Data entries

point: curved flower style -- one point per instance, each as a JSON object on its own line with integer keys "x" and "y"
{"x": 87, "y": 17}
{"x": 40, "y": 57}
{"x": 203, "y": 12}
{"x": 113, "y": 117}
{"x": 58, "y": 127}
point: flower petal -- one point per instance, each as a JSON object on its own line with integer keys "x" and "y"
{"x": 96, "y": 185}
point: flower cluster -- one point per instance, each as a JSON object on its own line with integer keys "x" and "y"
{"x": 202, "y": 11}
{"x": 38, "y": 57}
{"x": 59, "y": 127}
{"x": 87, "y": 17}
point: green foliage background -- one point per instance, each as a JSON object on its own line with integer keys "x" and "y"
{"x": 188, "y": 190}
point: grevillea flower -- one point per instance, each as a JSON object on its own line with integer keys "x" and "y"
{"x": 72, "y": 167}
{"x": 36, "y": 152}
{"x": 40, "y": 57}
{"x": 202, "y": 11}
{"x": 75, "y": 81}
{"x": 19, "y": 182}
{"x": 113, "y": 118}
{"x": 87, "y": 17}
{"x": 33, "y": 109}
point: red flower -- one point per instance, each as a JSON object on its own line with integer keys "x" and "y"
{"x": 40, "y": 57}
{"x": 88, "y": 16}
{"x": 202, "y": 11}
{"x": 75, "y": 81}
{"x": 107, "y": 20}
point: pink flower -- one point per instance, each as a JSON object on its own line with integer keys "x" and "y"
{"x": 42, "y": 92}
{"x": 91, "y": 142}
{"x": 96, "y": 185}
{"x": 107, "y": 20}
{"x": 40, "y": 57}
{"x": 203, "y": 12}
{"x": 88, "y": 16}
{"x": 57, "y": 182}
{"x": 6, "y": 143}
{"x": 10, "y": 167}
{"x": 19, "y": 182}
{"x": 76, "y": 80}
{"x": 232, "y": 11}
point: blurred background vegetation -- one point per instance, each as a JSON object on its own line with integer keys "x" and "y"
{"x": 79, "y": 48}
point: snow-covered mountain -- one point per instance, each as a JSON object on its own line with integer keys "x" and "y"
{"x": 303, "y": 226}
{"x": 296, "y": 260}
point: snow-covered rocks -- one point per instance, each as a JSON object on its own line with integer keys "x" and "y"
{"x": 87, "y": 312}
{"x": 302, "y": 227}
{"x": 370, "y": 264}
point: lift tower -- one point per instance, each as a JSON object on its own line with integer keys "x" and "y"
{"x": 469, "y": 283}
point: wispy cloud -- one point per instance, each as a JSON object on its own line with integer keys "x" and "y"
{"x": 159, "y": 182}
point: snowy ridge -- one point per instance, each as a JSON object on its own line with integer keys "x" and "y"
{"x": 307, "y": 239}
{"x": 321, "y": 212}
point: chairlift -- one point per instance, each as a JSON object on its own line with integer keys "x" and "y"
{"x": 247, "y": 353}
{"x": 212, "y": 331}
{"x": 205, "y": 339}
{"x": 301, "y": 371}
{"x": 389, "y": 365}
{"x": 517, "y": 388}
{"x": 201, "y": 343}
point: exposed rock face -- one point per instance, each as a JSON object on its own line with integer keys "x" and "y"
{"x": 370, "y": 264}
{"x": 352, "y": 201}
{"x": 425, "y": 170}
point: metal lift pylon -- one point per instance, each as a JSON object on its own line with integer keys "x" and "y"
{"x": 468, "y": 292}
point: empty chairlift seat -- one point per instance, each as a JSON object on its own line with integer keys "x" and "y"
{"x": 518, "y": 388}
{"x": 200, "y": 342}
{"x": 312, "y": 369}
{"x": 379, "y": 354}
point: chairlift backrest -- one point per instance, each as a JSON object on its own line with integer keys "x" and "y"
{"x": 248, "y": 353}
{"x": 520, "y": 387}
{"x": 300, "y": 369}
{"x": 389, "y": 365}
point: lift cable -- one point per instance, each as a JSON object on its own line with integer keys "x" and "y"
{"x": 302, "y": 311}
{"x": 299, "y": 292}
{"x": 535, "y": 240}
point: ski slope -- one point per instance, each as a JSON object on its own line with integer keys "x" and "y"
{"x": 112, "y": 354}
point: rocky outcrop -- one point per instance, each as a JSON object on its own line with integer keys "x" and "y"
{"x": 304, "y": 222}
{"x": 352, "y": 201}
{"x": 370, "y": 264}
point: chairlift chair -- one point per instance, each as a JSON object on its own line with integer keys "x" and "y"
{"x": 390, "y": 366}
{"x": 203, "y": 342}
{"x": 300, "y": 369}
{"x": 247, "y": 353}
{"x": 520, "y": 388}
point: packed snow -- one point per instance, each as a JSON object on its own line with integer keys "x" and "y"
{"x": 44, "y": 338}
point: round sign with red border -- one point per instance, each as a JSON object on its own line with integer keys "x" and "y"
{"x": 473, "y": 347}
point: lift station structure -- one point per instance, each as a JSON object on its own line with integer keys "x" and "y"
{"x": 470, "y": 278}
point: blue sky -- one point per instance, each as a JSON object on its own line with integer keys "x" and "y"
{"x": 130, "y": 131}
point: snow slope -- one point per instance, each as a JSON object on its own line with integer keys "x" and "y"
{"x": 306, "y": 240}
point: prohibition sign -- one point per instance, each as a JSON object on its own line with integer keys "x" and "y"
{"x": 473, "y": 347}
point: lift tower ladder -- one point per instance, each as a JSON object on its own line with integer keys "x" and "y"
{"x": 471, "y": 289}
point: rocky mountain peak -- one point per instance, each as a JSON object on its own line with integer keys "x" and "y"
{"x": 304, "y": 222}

* Aim
Repeat the entries shown above, every one, word for word.

* Result of this task
point: curved flower style -- one point per instance, each as a JSON object on its own line with integer keys "x" and "y"
{"x": 87, "y": 17}
{"x": 40, "y": 57}
{"x": 203, "y": 12}
{"x": 113, "y": 117}
{"x": 58, "y": 127}
point: flower petal -- one point per instance, each as a JSON object on its own line with integer keys "x" and "y"
{"x": 96, "y": 185}
point: flower cluster -- one point per instance, each as a JSON object on its own line with integer keys "x" and "y"
{"x": 202, "y": 11}
{"x": 38, "y": 57}
{"x": 59, "y": 127}
{"x": 87, "y": 17}
point: green foliage background -- one point per instance, each as a JSON object on its own line with integer keys "x" and "y"
{"x": 188, "y": 190}
point: grevillea flower -- one point per instance, each as a JSON object on its own line with integer keys "x" and "y"
{"x": 72, "y": 167}
{"x": 36, "y": 152}
{"x": 40, "y": 57}
{"x": 202, "y": 11}
{"x": 75, "y": 81}
{"x": 19, "y": 182}
{"x": 113, "y": 118}
{"x": 87, "y": 17}
{"x": 33, "y": 109}
point: red flower -- one point per instance, each as a JSON object on its own line with integer keys "x" and "y"
{"x": 40, "y": 57}
{"x": 88, "y": 16}
{"x": 202, "y": 11}
{"x": 75, "y": 81}
{"x": 107, "y": 20}
point: pink flower -- one point per instance, each as a JSON object on its own line with integer keys "x" and "y"
{"x": 42, "y": 92}
{"x": 91, "y": 142}
{"x": 96, "y": 185}
{"x": 107, "y": 20}
{"x": 40, "y": 57}
{"x": 203, "y": 12}
{"x": 88, "y": 16}
{"x": 57, "y": 182}
{"x": 6, "y": 143}
{"x": 10, "y": 167}
{"x": 19, "y": 182}
{"x": 76, "y": 80}
{"x": 232, "y": 11}
point: blurred background vegetation -- one point per instance, each as a JSON object on its own line with integer keys "x" and "y"
{"x": 79, "y": 48}
point: snow-covered mountain -- one point per instance, each as a JSON object on its own line with integer keys "x" and "y"
{"x": 303, "y": 226}
{"x": 296, "y": 260}
point: snow-covered rocks -- one point per instance, each as a JSON object on its own line with integer keys "x" and "y"
{"x": 87, "y": 312}
{"x": 302, "y": 227}
{"x": 370, "y": 264}
point: lift tower -- one point per instance, each as a JSON object on its own line with integer keys "x" and "y"
{"x": 469, "y": 283}
point: wispy cloud -- one point per instance, each as a JSON object on its own line with integer keys "x" and "y"
{"x": 159, "y": 182}
point: snowy ridge -- one point per instance, each as a JSON object on its own line with integer keys "x" and "y"
{"x": 307, "y": 239}
{"x": 321, "y": 212}
point: chairlift -- one point per instance, each as a JSON object on its own line with integer keys "x" and "y"
{"x": 247, "y": 353}
{"x": 212, "y": 331}
{"x": 205, "y": 339}
{"x": 301, "y": 371}
{"x": 389, "y": 365}
{"x": 517, "y": 388}
{"x": 201, "y": 343}
point: exposed rock face -- one point per instance, each as a JSON object on its own line with integer keys "x" and "y"
{"x": 370, "y": 264}
{"x": 352, "y": 201}
{"x": 425, "y": 170}
point: metal lift pylon -- one point per instance, each as a JSON object on its own line with integer keys "x" and "y"
{"x": 468, "y": 292}
point: empty chairlift seat -- one point per instance, each as a JSON object on its own line with integer keys "x" and "y"
{"x": 518, "y": 388}
{"x": 200, "y": 342}
{"x": 312, "y": 369}
{"x": 379, "y": 354}
point: chairlift backrest -- one point per instance, each as a JSON object on its own line with integer keys "x" and "y"
{"x": 248, "y": 353}
{"x": 520, "y": 387}
{"x": 300, "y": 369}
{"x": 389, "y": 365}
point: lift cable -- one point per instance, each as a JSON object on its own line with integer keys "x" and "y"
{"x": 302, "y": 311}
{"x": 299, "y": 292}
{"x": 535, "y": 240}
point: ski slope -- one point per instance, each as a JSON object on its own line with integer keys "x" and "y"
{"x": 112, "y": 354}
point: rocky outcrop -- one point per instance, each as a JSON object on its own line with integer keys "x" and "y"
{"x": 304, "y": 222}
{"x": 352, "y": 201}
{"x": 370, "y": 264}
point: chairlift chair -- one point per instance, each as a JSON object on its own line with integer keys "x" and "y"
{"x": 390, "y": 366}
{"x": 203, "y": 342}
{"x": 300, "y": 369}
{"x": 247, "y": 353}
{"x": 520, "y": 388}
point: packed snow -- one point per instance, each as a JSON object on its own line with integer keys "x" and "y"
{"x": 44, "y": 338}
point: round sign with red border -- one point per instance, each as a JSON object on its own line with integer keys "x" and "y"
{"x": 473, "y": 347}
point: lift station structure -- one point per instance, each as a JSON object on its own line with integer keys "x" and "y"
{"x": 470, "y": 278}
point: blue sky -- one point per instance, each as a JSON object on its own line with integer keys "x" and "y"
{"x": 130, "y": 131}
point: snow slope -- one point per instance, each as a JSON object on its own line with integer keys "x" and "y"
{"x": 306, "y": 240}
point: prohibition sign -- one point per instance, each as a JSON object on its own line with integer keys "x" and "y"
{"x": 473, "y": 347}
point: lift tower ladder -- one point per instance, each as a JSON object on its own line with integer keys "x" and "y"
{"x": 471, "y": 289}
point: rocky mountain peak -- one point per instance, each as a JSON object on its own line with integer keys "x" and "y"
{"x": 304, "y": 222}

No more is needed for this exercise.